Stored data:
--- START ---

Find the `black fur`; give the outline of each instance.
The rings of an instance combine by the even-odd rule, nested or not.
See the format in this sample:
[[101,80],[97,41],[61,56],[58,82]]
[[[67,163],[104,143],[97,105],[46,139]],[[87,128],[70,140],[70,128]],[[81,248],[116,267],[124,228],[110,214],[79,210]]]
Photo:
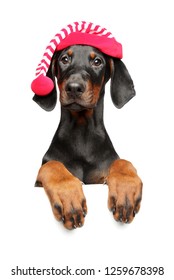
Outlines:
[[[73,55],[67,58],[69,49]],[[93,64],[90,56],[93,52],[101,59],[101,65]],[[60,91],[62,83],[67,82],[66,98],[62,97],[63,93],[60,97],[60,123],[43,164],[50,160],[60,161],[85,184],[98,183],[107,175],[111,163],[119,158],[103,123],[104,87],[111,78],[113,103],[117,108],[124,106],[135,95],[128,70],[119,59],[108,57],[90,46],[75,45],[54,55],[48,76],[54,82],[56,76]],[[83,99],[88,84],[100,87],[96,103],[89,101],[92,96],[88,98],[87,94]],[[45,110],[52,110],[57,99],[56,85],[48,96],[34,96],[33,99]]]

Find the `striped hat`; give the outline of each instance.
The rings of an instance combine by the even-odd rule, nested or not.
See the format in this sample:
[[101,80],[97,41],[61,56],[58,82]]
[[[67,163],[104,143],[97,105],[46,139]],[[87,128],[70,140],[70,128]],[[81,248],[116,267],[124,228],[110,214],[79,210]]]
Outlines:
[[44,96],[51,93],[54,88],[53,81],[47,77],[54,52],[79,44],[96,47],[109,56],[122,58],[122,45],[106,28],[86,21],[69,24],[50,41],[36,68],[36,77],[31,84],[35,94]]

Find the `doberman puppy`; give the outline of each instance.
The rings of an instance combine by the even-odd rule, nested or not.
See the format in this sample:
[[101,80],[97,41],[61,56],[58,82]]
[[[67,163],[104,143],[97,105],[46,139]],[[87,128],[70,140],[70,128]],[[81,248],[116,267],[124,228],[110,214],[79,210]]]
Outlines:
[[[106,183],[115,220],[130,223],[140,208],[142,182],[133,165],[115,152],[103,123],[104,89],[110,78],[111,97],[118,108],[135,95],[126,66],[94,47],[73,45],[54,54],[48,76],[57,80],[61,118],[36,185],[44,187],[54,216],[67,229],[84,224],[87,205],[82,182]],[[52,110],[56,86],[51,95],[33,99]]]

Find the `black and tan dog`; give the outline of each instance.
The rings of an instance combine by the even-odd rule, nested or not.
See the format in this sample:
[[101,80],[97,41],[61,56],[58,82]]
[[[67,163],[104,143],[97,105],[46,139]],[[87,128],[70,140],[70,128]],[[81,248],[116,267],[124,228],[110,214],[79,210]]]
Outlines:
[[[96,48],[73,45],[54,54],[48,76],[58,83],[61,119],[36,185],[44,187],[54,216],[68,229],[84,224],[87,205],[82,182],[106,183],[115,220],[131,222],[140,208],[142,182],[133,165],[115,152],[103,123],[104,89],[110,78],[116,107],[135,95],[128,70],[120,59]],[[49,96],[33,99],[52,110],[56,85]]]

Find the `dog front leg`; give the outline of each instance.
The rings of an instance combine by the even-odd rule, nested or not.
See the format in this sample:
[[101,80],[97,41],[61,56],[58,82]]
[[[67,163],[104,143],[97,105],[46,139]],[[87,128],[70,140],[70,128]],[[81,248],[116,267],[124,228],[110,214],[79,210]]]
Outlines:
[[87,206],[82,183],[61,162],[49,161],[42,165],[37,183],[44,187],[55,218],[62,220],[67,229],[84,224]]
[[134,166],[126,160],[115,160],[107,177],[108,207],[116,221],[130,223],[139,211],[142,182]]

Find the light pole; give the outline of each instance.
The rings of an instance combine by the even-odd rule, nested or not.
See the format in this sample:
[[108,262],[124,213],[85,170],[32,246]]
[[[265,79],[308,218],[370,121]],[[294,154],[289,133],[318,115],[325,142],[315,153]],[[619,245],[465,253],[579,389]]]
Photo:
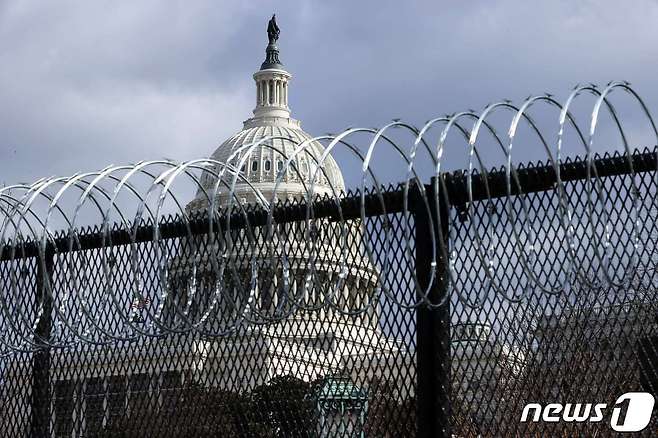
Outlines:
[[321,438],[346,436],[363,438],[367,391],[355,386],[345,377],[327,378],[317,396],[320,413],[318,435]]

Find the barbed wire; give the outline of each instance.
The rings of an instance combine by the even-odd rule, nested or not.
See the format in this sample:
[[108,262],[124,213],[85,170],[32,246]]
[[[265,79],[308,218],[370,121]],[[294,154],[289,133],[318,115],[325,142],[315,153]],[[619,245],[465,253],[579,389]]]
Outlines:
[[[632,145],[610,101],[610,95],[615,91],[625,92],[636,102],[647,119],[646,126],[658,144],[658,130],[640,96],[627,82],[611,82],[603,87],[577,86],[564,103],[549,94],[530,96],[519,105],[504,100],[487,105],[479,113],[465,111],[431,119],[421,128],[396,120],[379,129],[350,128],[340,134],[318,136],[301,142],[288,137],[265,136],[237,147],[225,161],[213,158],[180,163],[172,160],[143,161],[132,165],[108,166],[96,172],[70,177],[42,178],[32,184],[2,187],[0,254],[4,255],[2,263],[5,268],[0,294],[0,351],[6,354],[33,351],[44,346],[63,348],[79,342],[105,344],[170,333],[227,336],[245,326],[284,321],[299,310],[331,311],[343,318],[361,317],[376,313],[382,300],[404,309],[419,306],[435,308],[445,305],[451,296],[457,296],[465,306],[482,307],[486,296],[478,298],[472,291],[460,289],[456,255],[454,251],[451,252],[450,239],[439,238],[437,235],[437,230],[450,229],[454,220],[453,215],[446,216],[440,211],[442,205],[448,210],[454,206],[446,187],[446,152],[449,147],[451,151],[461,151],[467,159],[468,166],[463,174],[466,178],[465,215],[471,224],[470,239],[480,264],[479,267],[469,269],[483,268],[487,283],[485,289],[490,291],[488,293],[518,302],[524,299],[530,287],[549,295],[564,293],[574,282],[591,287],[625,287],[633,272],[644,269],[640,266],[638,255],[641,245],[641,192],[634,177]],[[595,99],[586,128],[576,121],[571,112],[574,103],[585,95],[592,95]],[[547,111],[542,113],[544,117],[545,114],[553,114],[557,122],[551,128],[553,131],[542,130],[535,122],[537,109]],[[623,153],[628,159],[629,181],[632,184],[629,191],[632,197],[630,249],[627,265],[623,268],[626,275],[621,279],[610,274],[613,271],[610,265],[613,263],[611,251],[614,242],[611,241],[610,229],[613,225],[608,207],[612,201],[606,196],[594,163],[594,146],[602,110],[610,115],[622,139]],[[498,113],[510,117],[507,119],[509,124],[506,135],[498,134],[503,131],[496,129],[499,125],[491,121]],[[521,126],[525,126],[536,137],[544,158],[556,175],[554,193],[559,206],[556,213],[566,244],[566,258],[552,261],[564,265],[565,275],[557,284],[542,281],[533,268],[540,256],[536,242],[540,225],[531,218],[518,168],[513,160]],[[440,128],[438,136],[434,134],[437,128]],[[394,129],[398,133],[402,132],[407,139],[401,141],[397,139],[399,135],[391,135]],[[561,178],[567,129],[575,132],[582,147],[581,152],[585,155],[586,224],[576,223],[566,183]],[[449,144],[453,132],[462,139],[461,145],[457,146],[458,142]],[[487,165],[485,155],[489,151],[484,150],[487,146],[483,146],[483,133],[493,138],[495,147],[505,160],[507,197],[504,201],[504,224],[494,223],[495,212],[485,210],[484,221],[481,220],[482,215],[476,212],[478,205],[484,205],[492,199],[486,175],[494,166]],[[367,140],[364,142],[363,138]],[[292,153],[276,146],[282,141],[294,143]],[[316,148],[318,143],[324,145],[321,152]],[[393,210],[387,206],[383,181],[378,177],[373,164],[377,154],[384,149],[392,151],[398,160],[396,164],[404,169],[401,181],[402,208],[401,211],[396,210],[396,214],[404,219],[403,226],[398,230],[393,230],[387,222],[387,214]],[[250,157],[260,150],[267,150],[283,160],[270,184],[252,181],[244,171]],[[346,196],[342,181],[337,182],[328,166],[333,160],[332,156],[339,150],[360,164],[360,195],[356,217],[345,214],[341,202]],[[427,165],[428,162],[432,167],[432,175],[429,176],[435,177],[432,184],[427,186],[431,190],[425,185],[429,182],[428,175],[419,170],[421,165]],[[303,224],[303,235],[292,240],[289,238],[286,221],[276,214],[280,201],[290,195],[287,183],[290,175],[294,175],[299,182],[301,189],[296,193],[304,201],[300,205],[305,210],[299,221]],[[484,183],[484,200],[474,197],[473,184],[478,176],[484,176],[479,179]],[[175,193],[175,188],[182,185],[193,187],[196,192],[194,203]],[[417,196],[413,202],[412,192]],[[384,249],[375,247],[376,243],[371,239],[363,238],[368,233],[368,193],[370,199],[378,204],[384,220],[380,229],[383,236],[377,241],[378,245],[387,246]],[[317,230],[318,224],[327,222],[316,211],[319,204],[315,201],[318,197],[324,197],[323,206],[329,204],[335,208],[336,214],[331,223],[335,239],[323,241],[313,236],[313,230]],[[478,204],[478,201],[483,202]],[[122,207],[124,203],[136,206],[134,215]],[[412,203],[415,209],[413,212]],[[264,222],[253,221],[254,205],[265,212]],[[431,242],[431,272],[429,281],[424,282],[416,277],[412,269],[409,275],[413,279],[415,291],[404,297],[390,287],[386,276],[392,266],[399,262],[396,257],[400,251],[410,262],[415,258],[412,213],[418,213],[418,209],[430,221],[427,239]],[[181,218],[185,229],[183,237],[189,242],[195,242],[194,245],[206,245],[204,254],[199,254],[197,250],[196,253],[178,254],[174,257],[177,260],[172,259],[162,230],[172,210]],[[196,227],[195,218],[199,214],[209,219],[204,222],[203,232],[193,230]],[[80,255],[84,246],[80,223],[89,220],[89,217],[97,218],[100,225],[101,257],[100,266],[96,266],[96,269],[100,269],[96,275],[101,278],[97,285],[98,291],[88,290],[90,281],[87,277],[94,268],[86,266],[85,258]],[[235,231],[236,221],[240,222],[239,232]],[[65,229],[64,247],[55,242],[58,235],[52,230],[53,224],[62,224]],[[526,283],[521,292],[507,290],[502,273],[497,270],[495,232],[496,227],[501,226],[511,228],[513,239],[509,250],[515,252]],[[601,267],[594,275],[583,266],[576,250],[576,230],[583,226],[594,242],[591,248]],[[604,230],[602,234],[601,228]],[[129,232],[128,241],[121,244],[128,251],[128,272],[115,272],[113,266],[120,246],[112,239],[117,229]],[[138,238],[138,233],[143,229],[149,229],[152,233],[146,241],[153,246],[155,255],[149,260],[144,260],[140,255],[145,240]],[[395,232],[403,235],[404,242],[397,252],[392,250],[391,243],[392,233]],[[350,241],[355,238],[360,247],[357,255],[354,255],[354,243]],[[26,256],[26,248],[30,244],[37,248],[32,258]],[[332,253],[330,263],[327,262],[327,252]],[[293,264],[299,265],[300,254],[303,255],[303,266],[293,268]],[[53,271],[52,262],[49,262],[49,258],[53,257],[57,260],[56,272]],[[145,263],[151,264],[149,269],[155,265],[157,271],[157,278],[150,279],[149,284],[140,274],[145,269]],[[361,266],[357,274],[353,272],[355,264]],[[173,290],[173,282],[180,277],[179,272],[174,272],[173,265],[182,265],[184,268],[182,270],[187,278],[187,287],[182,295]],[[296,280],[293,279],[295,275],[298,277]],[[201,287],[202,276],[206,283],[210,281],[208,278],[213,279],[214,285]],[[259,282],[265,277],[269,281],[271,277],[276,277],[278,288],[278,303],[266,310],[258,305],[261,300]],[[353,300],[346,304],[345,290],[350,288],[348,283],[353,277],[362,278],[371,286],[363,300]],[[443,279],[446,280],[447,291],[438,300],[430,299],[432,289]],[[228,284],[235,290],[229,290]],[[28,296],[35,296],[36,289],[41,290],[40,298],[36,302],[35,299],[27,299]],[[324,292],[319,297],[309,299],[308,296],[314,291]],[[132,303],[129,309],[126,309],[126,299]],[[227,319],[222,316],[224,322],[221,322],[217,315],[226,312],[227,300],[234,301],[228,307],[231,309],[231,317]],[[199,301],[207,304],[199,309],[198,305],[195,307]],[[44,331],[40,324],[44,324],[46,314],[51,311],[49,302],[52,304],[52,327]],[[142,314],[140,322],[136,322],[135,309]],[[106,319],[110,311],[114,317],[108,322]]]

--- END ---

WORK ORDER: If a line above contains the word "each", list it.

TASK SOLUTION:
Find the `black fur`; give the outline of each instance.
Find the `striped hat`; give the outline of each instance.
Find the `doberman puppy`; give the outline of each instance.
Find the `black and tan dog`; give the outline of each instance.
Find the `dog front leg`; give the outline of each instance.
Find the light pole; give the outline of each instance.
Find the barbed wire; give the outline of each instance.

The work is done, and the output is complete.